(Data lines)
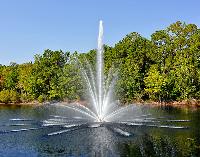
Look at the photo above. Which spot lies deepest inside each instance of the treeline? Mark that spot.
(163, 68)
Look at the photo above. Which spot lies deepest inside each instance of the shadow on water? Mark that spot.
(94, 139)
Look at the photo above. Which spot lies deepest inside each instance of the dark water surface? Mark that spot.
(36, 131)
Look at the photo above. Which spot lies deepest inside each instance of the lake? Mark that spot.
(54, 131)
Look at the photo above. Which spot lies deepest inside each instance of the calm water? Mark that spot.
(24, 131)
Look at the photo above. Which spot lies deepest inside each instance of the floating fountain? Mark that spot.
(101, 111)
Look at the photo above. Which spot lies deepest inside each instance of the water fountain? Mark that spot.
(102, 109)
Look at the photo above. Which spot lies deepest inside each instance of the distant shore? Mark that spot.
(178, 104)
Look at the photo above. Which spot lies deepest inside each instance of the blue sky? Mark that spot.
(27, 27)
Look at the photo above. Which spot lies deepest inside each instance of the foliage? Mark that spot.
(163, 68)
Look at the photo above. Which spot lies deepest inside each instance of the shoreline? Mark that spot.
(193, 104)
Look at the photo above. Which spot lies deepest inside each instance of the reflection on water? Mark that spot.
(48, 131)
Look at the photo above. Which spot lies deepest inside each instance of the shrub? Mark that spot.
(41, 98)
(5, 96)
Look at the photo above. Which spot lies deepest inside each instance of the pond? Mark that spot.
(46, 131)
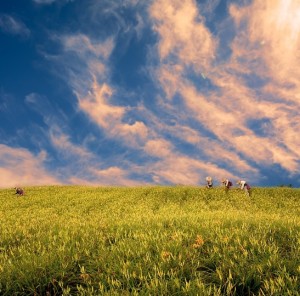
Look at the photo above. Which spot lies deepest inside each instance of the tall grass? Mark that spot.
(72, 240)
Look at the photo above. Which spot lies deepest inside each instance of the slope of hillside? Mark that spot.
(74, 240)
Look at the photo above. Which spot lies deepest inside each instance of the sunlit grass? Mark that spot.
(178, 240)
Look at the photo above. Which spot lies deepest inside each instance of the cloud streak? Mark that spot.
(14, 26)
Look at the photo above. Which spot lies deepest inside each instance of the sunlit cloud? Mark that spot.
(14, 26)
(231, 104)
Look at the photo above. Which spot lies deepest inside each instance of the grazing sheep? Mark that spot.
(19, 191)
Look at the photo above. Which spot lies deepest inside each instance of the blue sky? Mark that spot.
(149, 92)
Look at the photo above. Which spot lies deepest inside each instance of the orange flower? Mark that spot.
(198, 242)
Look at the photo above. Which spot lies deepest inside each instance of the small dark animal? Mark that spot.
(19, 191)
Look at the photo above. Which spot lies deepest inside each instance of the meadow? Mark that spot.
(180, 240)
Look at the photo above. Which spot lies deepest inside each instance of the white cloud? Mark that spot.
(14, 26)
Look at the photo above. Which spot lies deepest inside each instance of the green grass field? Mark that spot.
(75, 240)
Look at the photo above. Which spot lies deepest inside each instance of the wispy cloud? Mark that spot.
(228, 107)
(238, 115)
(12, 25)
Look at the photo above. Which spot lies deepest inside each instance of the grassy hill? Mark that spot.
(74, 240)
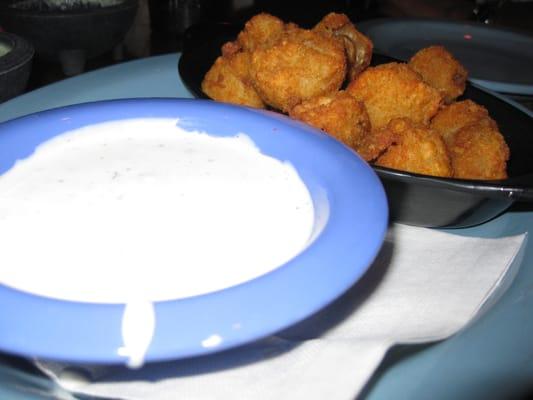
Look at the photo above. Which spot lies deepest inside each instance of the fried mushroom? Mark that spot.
(339, 115)
(479, 151)
(441, 70)
(302, 65)
(228, 81)
(415, 148)
(357, 46)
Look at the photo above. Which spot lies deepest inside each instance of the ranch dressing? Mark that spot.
(137, 211)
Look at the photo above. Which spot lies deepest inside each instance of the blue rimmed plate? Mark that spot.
(350, 211)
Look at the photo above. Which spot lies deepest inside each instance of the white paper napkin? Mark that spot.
(425, 285)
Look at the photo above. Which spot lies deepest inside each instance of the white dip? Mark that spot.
(140, 210)
(111, 211)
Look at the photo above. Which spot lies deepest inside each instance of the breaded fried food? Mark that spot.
(416, 148)
(302, 65)
(458, 115)
(479, 151)
(261, 32)
(357, 46)
(441, 70)
(228, 81)
(394, 90)
(339, 115)
(375, 143)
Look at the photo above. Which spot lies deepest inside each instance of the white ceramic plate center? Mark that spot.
(142, 209)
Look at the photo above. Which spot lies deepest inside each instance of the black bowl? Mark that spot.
(15, 65)
(89, 30)
(414, 199)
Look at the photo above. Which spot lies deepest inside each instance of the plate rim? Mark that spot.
(495, 85)
(37, 336)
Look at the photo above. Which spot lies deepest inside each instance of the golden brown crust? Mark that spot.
(260, 32)
(416, 148)
(302, 65)
(441, 70)
(339, 115)
(394, 90)
(358, 48)
(479, 151)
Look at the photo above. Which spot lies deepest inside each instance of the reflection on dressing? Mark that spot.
(137, 211)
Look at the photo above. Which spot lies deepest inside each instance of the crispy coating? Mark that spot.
(479, 151)
(228, 81)
(375, 143)
(339, 115)
(394, 90)
(458, 115)
(441, 70)
(416, 148)
(302, 65)
(358, 47)
(261, 32)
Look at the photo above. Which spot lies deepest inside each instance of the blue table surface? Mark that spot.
(492, 358)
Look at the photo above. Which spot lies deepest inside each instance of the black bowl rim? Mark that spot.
(6, 9)
(516, 188)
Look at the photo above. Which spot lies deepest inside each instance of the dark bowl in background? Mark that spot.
(83, 31)
(15, 65)
(414, 199)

## Stated task
Can you copy out the entire listing above word for word, leaving out the pictures?

## The result
Look at the photo above. Which spot lies deepest inside each instance of the treeline? Mark that spot.
(163, 68)
Look at the photo above. Which spot lies deepest inside each instance of the shadow on water? Mark that spot.
(94, 139)
Look at the photo above. Which spot lies deepest inside each instance of the dark water surface? Mark that spot.
(36, 131)
Look at the photo above. Which spot lies deepest inside each instance of the lake? Mark that spot.
(54, 131)
Look at the photo above. Which spot lies deepest inside each instance of the calm water? Mark that spot.
(24, 131)
Look at the photo above. Which spot lies deepest inside each instance of the floating fountain? Mark that spot.
(101, 111)
Look at the photo above. Which spot lies deepest inside each instance of the water fountain? Mark that spot.
(102, 109)
Look at the photo above. Which spot lies deepest inside each instance of the distant shore? Mark that spot.
(178, 104)
Look at the photo above. Which spot lies deepest inside each instance of the blue sky? Mark that spot.
(27, 27)
Look at the photo above. Which spot lies deepest inside each instance of the foliage? Mark that spot.
(163, 68)
Look at the photo above. Which spot lies deepest inside each instance of the shoreline? Mark that spot.
(193, 104)
Look at the photo above. Which spot lies deepest inside each instance of the reflection on water? Mark that spot.
(48, 131)
Look at the photo above. Which spot lies deepest inside each instance of the shrub? Mark that spot.
(41, 98)
(5, 96)
Look at the photo above. Which spot lies deepest inside each instance of the pond? Mark that spot.
(46, 131)
Look at the photo above. Which spot lies deepest inside each instance of the tall grass? Mark that spot.
(72, 240)
Look at the photo above. Which spot lies deepest inside each instance of the slope of hillside? Mark that spot.
(74, 240)
Look at the photo above. Which spot lies deepest inside each instance of the sunlit grass? Mark that spot.
(178, 240)
Look at the photo above. Which spot lies deepest inside each instance of the cloud streak? Mark that spot.
(14, 26)
Look at the photo above. Which spot lies deepest inside each instance of the sunlit cloud? Mark that spot.
(14, 26)
(231, 104)
Look at the photo above. Which spot lies deepest inside each instance of the grazing sheep? Mark that spot.
(19, 191)
Look at the photo above. Which spot lies deepest inside each instance of the blue sky? Mark that spot.
(149, 92)
Look at the photo above. Which spot lies deepest inside each instance of the orange flower? Mark that spot.
(198, 242)
Look at the photo above. Which spot lies deepest inside each instance of the small dark animal? Mark that spot.
(19, 191)
Look at the photo above. Which spot lies deepest inside each instance of the meadow? Mark that spot.
(180, 240)
Look at the photo above. Which spot lies deepest inside each instance of the white cloud? Mark that spot.
(14, 26)
Look at the photo above. Which spot lies deepest inside each instance of the green grass field? Mark that spot.
(75, 240)
Look at the photo above. Which spot lies deepest inside each instance of the wispy cloud? Mark that spot.
(228, 107)
(238, 115)
(12, 25)
Look at the photo above. Which spot lies deepest inside each instance of the grassy hill? Mark that spot.
(74, 240)
Look at the photo above. Which spot lies deepest inside each instance of the fried mushroom? Mark that spot.
(339, 115)
(479, 151)
(441, 70)
(302, 65)
(228, 81)
(415, 148)
(357, 46)
Look at the photo above. Which spot lies deepest inside each instance of the ranch dressing? Mark that spot.
(137, 211)
Look at the photo above. Which spot lies deepest inside each instance of the blue rimmed plate? Mark that spot.
(350, 211)
Look at the photo above. Which spot lies deepest inside each instance of the white paper napkin? Mark that spot.
(425, 285)
Look at the photo above. Which spot lies deepest inside each instance of the white dip? Mark that spot.
(140, 210)
(111, 211)
Look at the photo above. Which spot lies deepest inside each instance of the breaded fried food? Mark that spot.
(416, 148)
(302, 65)
(458, 115)
(479, 151)
(261, 32)
(357, 46)
(441, 70)
(228, 81)
(394, 90)
(339, 115)
(375, 143)
Look at the photo above. Which spot lies deepest inside each instance of the white ceramic plate center? Mark that spot.
(142, 209)
Look at the photo above. Which spot lies deepest inside each instance of the black bowl? Mark that spot.
(15, 65)
(89, 30)
(414, 199)
Look at the photo above. Which spot lies deepest inside each instance of the plate rim? Mark that spot.
(495, 85)
(37, 336)
Look at the photo above. Which spot lies deepest inside each instance of the golden brown crust? Mark that spot.
(260, 32)
(416, 148)
(302, 65)
(441, 70)
(339, 115)
(394, 90)
(358, 48)
(479, 151)
Look at the photo above. Which spot lies deepest inside each instance of the reflection on dressing? Mark that spot.
(137, 211)
Look at the photo above. Which spot lies deepest inside each instance of the crispy coating? Mark that spot.
(479, 151)
(228, 81)
(375, 143)
(339, 115)
(394, 90)
(458, 115)
(441, 70)
(416, 148)
(302, 65)
(358, 47)
(261, 32)
Look at the photo above. Which spot lies deepest inside each instance of the blue table surface? Mark that spot.
(492, 358)
Look at the photo above. Which spot lies deepest inside each instance of the black bowl rim? Mark that spot.
(6, 9)
(516, 188)
Look at the photo above. Which spot lies deepest inside each instance of the dark bowl in background? Mark that spot.
(83, 31)
(15, 65)
(414, 199)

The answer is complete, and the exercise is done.